----- Data shown -----

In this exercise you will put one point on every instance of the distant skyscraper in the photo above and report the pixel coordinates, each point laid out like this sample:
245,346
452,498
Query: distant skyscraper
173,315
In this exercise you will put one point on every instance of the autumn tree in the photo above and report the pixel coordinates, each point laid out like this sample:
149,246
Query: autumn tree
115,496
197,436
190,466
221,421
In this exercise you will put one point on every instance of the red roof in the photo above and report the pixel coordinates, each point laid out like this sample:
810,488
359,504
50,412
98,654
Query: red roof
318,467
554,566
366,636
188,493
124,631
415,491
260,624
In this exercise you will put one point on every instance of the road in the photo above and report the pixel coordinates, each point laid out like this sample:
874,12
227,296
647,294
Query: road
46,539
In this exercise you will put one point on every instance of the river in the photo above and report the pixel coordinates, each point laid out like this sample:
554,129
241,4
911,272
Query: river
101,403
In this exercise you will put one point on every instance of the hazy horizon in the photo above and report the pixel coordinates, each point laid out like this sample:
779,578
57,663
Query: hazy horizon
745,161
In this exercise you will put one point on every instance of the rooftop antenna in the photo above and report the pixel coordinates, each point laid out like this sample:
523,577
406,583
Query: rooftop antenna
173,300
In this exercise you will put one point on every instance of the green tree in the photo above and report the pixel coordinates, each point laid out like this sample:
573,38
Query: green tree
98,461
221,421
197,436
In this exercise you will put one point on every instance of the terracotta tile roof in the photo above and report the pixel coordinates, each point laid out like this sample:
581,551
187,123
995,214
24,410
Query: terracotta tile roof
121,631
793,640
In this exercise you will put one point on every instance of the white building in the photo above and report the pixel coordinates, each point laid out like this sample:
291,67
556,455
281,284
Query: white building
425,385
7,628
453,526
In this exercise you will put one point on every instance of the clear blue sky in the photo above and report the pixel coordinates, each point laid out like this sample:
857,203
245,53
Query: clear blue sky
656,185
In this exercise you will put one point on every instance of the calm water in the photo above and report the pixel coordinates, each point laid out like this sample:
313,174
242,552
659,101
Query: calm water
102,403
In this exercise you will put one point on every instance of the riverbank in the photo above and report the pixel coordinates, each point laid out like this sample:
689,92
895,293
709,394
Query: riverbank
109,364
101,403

-----

Each entry, exactly as written, should be set down once more.

In this exercise you will put one point on every instance of the distant skyscraper in the photo above and report the pixel coordinates, each point laid out like this sample:
245,346
452,498
Query: distant skyscraper
173,315
In this exercise you will put one point on every instance of the autumn tree in the photo above and report the pixel coordinates, each point laid out like this sample:
149,246
Query: autumn tree
115,496
197,436
190,466
221,421
In this exercise you will put one point on every instance of the red roof in the photo above and report the pixel coordinates, each point laid out like this sample:
810,488
359,504
50,412
98,654
Query: red roof
318,467
554,566
366,636
188,493
124,631
415,491
260,624
In this exercise you will put one point on every instance of the road in the photo above and report the pixel coordinates, each point laid out like this sample:
874,12
227,296
647,294
Query: road
46,539
In this exercise you will put one point on every instance of the river in the photo above and report the pixel coordinates, each point laid out like this sample:
554,129
241,4
911,272
Query: river
101,403
In this exercise you will put one point on every instance of the hazy horizon in the photo above and report the pixel coordinates, each point laid out like this sample:
779,578
57,663
Query: hazy horizon
745,161
In this exercise you will put one point on every instance of the rooftop antenna in the photo above and report the pixel coordinates, each point laid out like this sample:
523,577
406,583
Query: rooftop antenna
173,300
In this exercise you will put one point on every instance of the green tree in the photo above and report the pixel coordinates, each point laid out like this sample:
573,38
Query: green tree
98,461
221,421
197,436
In this exercise you will put one point on every instance of the terracotta tile roof in the photo above and report the pixel coordinates, each point laid out like this sample:
581,551
187,123
995,214
24,410
Query: terracotta tile roof
121,631
793,640
In this exercise you will put one point on every instance of the white building in the photo above and report the pixel coordinates, each point laid out like this sample:
291,67
556,455
281,284
Query: white building
425,385
7,628
453,526
In this exercise you will put one point on every instance of the clear blue sky in the photo above and report the pixel coordinates, each point laid out like this sample:
857,203
245,53
Query: clear blue sky
656,185
In this exercise you will put one point on every instance of the calm water in the photo above and report the pixel coordinates, each point laid out like this sample:
313,174
242,552
659,101
Query: calm water
102,403
In this exercise you will put one point on every instance of the riverbank in the photo above and report the pixel coordinates, each point laid out like this sample:
689,92
895,293
709,394
Query: riverbank
109,364
101,403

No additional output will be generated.